## [DATASET EXTRACT]
▼

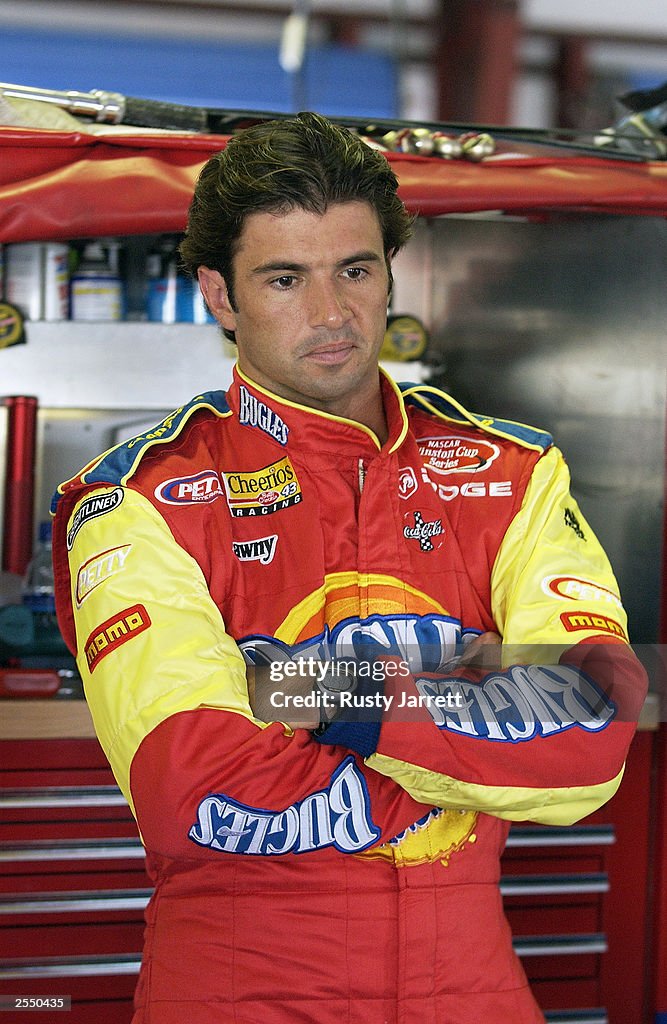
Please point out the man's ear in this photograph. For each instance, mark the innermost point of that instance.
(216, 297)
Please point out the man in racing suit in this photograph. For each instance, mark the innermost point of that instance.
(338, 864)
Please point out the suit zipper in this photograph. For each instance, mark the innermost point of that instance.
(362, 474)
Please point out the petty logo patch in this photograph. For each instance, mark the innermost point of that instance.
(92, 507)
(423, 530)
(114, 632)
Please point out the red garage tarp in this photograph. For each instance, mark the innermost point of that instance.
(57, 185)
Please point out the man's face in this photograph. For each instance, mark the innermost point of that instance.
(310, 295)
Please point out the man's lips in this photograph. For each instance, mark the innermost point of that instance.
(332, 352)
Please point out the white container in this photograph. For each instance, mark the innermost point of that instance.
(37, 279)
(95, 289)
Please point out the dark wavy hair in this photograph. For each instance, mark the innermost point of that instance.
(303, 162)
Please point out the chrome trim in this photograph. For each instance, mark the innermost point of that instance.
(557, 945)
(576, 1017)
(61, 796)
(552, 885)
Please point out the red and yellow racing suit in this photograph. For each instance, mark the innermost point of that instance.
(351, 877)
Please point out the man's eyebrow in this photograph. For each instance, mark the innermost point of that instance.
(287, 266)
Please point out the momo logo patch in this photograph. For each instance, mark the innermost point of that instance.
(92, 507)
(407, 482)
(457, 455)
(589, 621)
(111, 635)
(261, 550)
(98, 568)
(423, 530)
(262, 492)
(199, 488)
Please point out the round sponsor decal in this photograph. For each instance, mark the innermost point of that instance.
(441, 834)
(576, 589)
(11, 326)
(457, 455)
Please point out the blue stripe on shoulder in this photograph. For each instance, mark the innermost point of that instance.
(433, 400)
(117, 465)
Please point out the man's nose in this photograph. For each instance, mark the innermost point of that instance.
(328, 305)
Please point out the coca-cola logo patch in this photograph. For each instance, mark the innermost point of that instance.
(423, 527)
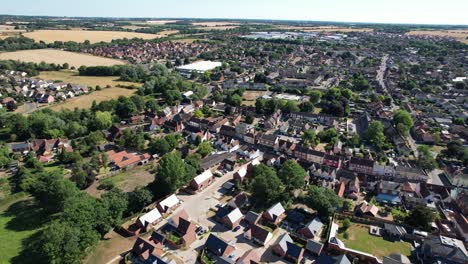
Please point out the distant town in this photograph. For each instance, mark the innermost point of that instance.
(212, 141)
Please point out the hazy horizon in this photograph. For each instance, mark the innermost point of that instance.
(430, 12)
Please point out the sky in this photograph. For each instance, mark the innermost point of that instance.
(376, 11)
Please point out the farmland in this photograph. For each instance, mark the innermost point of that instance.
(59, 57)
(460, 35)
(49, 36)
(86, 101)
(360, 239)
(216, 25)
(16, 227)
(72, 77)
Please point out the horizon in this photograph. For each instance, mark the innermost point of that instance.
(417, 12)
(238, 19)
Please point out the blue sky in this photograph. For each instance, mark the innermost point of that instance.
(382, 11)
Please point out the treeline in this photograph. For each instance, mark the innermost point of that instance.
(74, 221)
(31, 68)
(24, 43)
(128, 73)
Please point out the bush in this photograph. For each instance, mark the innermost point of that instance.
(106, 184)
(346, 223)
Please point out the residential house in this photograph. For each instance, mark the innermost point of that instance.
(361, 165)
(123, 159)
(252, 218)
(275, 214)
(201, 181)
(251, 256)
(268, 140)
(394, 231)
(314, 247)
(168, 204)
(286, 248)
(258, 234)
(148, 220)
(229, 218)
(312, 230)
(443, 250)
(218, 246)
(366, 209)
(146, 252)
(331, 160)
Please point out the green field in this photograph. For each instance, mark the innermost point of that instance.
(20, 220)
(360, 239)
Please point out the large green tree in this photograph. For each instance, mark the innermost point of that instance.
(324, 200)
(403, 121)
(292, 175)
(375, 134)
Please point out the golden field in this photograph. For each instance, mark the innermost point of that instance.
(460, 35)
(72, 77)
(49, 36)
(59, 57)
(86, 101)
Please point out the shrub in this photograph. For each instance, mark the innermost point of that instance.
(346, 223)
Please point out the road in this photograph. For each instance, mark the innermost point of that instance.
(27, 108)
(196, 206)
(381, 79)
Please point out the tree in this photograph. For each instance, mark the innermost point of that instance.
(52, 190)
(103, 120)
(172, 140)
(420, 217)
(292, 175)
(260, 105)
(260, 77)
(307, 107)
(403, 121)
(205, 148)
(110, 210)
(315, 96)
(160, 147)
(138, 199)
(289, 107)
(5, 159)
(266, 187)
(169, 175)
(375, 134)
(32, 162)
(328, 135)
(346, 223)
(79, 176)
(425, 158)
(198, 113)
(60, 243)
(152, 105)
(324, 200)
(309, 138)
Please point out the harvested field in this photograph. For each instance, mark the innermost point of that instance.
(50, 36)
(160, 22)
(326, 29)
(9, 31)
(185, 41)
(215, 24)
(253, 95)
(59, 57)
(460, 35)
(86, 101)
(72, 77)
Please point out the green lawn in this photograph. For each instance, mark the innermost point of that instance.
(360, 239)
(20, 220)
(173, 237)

▲
▼

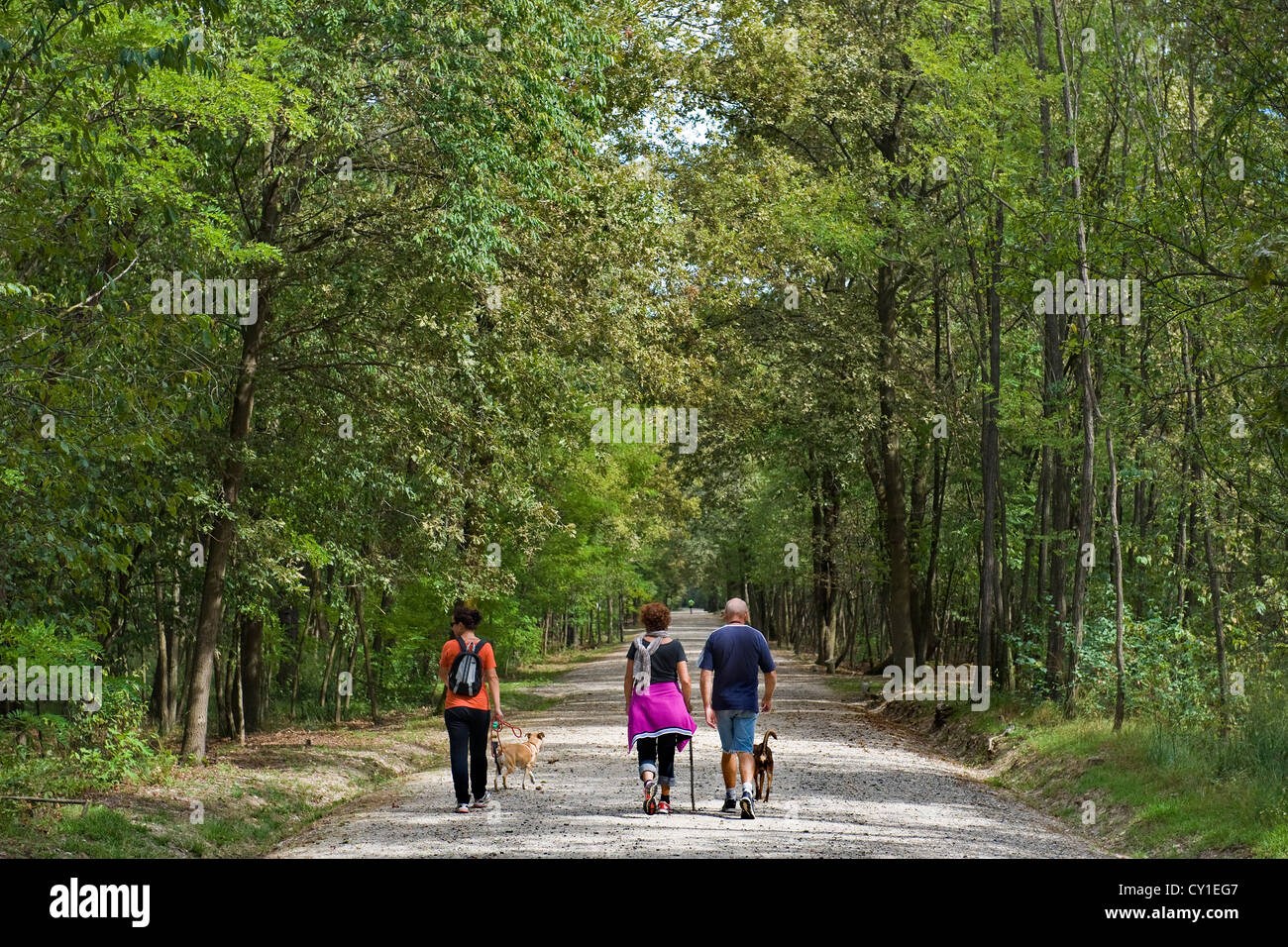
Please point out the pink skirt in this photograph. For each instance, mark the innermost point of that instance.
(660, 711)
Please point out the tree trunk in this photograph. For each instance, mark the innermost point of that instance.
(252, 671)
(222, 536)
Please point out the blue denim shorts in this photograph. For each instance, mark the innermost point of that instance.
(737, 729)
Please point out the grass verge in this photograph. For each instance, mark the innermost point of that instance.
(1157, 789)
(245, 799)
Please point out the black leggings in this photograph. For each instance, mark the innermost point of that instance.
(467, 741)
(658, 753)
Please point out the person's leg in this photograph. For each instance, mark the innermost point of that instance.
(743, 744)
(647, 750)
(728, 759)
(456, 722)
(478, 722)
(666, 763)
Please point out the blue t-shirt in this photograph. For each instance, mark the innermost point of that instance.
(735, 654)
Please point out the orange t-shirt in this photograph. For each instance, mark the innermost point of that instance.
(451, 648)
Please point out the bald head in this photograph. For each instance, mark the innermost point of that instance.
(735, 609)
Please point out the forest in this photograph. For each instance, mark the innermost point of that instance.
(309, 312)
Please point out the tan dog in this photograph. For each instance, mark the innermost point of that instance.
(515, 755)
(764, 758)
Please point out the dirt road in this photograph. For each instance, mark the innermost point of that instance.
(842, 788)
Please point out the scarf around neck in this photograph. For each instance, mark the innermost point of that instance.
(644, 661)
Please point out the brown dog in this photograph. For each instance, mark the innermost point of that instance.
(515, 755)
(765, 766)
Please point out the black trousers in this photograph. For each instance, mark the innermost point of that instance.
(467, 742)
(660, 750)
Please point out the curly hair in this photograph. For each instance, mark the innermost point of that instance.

▲

## [WORK ITEM]
Each line in the listing above from the one containing "Please point out the bald" through the one containing "Please point out the curly" should be repeated exactly, and no other line.

## [TASK RESULT]
Please point out the bald head in this photograph. For each instance, mark the innermost point of that instance.
(735, 609)
Please point out the forest in this photograph. For each instance, mark the innermost point of that instance.
(309, 312)
Please point out the tan dog in this photograph. For each instance, mark the innermost point of that instance.
(515, 755)
(764, 758)
Please point out the dirt road in this photograph. For each instance, mark the innermost point of that instance.
(842, 788)
Please point out the scarf around neck in this photograph. For each instance, mark the innermost point of that instance.
(644, 661)
Please point out the brown dog in this photograph. For each instance, mark the innermost point of that instance.
(515, 755)
(765, 766)
Please point out the black trousers in this photograph. For each instance, mark the innermost point of that instance.
(467, 742)
(660, 750)
Please point out the curly hair in this photograph. For each instance, mark the innermost point of that instance.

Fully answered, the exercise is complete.